# YOUR INSTRUCTIONS:
Print out each entry below exactly, please.

# INPUT ROWS:
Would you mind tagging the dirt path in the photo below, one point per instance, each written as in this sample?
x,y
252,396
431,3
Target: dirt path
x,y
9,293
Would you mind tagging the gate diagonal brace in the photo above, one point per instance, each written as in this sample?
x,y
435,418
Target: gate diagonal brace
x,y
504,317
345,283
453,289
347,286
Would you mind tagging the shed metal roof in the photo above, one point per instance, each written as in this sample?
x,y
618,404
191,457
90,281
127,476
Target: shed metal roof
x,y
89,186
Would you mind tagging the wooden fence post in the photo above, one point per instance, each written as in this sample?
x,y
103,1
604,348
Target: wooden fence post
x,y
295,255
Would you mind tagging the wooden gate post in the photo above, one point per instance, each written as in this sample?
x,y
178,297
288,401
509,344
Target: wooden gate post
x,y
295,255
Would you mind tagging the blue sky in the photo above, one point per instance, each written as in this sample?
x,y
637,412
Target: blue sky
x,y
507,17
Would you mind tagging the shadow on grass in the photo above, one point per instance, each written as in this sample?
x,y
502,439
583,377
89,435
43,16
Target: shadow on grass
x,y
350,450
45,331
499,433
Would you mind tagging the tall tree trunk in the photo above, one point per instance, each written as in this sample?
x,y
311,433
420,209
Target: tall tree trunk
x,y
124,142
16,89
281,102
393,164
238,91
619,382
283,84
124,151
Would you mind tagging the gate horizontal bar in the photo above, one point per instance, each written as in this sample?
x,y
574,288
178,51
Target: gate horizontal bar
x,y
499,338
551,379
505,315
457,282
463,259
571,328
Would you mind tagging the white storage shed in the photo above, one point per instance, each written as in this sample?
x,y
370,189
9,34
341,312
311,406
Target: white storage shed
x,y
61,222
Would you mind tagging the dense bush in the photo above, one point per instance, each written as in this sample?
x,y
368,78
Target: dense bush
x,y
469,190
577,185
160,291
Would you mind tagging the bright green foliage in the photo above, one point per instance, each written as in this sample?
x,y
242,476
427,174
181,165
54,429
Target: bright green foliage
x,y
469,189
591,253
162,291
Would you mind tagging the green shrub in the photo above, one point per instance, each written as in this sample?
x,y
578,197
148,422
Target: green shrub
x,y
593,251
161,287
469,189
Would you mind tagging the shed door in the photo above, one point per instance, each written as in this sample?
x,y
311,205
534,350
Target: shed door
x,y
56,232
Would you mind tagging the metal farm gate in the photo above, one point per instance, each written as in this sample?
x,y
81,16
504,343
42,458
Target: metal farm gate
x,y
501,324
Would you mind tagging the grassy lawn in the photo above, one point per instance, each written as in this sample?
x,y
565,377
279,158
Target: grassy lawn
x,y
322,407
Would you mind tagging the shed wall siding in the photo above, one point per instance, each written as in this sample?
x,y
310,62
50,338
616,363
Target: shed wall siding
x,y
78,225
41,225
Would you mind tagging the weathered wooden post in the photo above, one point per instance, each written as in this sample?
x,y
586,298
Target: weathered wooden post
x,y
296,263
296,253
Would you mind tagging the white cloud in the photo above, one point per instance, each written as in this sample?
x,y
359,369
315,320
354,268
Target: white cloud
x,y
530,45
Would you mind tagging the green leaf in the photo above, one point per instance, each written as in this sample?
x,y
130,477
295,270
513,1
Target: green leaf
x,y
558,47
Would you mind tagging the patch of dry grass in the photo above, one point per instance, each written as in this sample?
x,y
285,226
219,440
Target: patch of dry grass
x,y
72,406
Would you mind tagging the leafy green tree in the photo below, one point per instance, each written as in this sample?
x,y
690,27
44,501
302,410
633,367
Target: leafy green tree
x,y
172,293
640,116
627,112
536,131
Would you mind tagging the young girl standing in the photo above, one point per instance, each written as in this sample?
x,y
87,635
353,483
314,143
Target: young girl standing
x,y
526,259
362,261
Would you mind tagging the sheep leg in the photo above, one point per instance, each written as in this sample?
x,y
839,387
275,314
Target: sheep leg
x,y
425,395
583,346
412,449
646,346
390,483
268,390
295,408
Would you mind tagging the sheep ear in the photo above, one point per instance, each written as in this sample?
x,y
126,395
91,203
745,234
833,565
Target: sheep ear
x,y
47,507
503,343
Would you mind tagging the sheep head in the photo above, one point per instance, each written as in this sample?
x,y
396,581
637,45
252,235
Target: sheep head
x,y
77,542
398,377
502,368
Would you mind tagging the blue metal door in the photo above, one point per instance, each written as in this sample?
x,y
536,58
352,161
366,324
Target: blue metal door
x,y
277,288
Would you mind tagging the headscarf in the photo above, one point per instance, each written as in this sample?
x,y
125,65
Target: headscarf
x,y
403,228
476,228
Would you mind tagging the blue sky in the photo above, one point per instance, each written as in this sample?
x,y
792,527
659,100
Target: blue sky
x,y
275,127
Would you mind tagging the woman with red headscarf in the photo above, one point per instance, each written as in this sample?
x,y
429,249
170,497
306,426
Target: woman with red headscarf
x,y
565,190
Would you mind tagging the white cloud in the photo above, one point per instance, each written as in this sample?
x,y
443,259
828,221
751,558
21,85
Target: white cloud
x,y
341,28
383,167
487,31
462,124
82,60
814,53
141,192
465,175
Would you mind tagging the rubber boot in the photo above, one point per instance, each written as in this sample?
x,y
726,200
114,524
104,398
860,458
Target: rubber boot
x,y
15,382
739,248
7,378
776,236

# WRITTEN SOLUTION:
Would you mind tagging the dirt path in the photo below, one point per instance, each written as in this sample?
x,y
252,396
431,3
Target: dirt path
x,y
9,293
Would you mind tagging the gate diagonal brace in the photo above, one point per instance, each written as in this sample?
x,y
435,418
Target: gate diagonal brace
x,y
504,317
345,283
453,289
347,286
Would you mind tagging the shed metal roof in the photo above, one point per instance, each written as in this sample?
x,y
618,404
191,457
90,281
127,476
Target: shed metal roof
x,y
89,186
Would you mind tagging the wooden fence post in the photo above, one point per instance, each written as in this sample?
x,y
103,1
604,348
Target: wooden fence post
x,y
295,255
Would you mind tagging the wooden gate post in the photo above, one point per instance, each written as in this sample?
x,y
178,297
288,401
509,344
Target: wooden gate post
x,y
295,255
Would you mind tagging the blue sky in the photo above, one point per instance, each written as in this sample?
x,y
637,412
Target: blue sky
x,y
507,17
Would you mind tagging the shadow on grass in the photo above, one point per instance, each written as in this sample?
x,y
502,439
583,377
89,435
43,16
Target: shadow on grass
x,y
350,450
45,331
499,433
Would you mind tagging the tall tree trunk in the photo above, one point per instance, each written as in this sample?
x,y
311,433
420,209
Target: tall tree trunk
x,y
124,142
16,89
281,102
393,164
238,91
619,382
283,84
124,151
Would you mind tagging the gate horizontal bar in the photo above, one point per instance, each written as in this sample?
x,y
574,288
178,51
Target: gate horizontal bar
x,y
499,338
551,379
505,315
457,282
463,259
571,328
Would you mind tagging the white storage shed in the photo above, one point per instance, each written as in this sample?
x,y
370,189
9,34
341,312
311,406
Target: white storage shed
x,y
61,222
Would you mind tagging the dense bush in the photo above, one point per instance, each written as in this sample?
x,y
368,78
Target: dense bush
x,y
469,190
577,185
160,291
Would you mind tagging the bright green foliage in the photo above, one point per instance, each written as in this sample?
x,y
242,476
427,174
181,165
54,429
Target: bright green foliage
x,y
469,189
591,253
162,291
Would you mind tagging the green shrub in the photo above, one point per instance, each written as in this sample?
x,y
578,197
148,422
Target: green shrub
x,y
593,251
161,287
469,189
Would you mind tagging the shed door in the photo above, one point per instance, each written as in this sample?
x,y
311,205
534,350
Target: shed door
x,y
56,232
Would you mind tagging the metal farm gate in the photo above, one point per instance, each written as in this sample?
x,y
81,16
504,343
42,458
Target: metal farm gate
x,y
501,324
Would you mind tagging the grassy lawn in the photo above, one point per instance, each written as in this sample?
x,y
565,377
279,158
Target: grassy lawn
x,y
322,407
Would you mind tagging the shed wall siding in the photo above, one point per instance, each written as in this sample?
x,y
310,62
50,338
616,363
Target: shed wall siding
x,y
78,225
41,225
Would you mind tagging the weathered wooden post in the photo above, one point per instance, each written as in this sample?
x,y
586,298
Target: weathered wooden post
x,y
296,263
296,253
Would you mind tagging the white cloud in the photo above, one point per instance, each written as in this sample?
x,y
359,369
315,320
354,268
Target: white cloud
x,y
530,45
Would you mind tagging the green leaf in the photo above, one point per instance, each written as in this sample?
x,y
130,477
295,270
513,1
Target: green leaf
x,y
558,47
Would you mind tagging the patch of dry grass in the photo above, one point per instance, each written as in this sample?
x,y
285,226
219,440
Target: patch of dry grass
x,y
72,406
Would you mind tagging the leafy green tree in the photo below, one point per instance, each written as in this sample?
x,y
690,27
44,501
302,410
633,367
Target: leafy green tree
x,y
172,293
640,116
627,112
536,131
Would you mind tagging the young girl standing in the photo above, one point per instance, each written as in this sample?
x,y
87,635
353,483
314,143
Target: young girl standing
x,y
526,259
362,261
Would you mind tagging the sheep leg in the photo above, one point per instance, each written as in this sample?
x,y
839,387
275,314
Target: sheep leg
x,y
425,395
583,346
412,449
646,346
390,483
268,390
295,408
Would you mind tagging the sheep ear in the photo above, one point per instance, each written as in this sample?
x,y
126,395
91,203
745,234
833,565
Target: sheep ear
x,y
47,507
503,343
Would you mind tagging the sheep head in the photo above, one point per instance, each written as in this sample?
x,y
396,581
637,45
252,235
Target: sheep head
x,y
77,542
398,377
502,368
Would you mind tagging the blue metal door in the photo above, one point per instance, each written as in this sample?
x,y
536,58
352,161
366,324
Target: blue metal door
x,y
277,288
Would you mind tagging the headscarf in the photo above, one point per instance, each written as in this sample?
x,y
125,65
Target: headscarf
x,y
403,228
476,228
Would you mind tagging the blue sky in the photo above, one point per instance, each written as in this sample?
x,y
792,527
659,100
Target: blue sky
x,y
275,127
Would you mind tagging the woman with red headscarf in the photo above, one point per instance, each written as in this sample?
x,y
429,249
170,497
306,426
Target: woman with red headscarf
x,y
565,190
Would you mind tagging the white cloud in the photo above, one point per instance, each written as in this sample?
x,y
443,259
828,221
751,558
21,85
Target: white cloud
x,y
341,28
383,167
487,31
462,124
82,60
814,53
141,192
465,175
Would you mind tagging the rubber boot in the photo above, one point per instance, each written as in this sample?
x,y
726,200
114,524
104,398
860,458
Target: rubber boot
x,y
15,382
739,248
7,378
776,236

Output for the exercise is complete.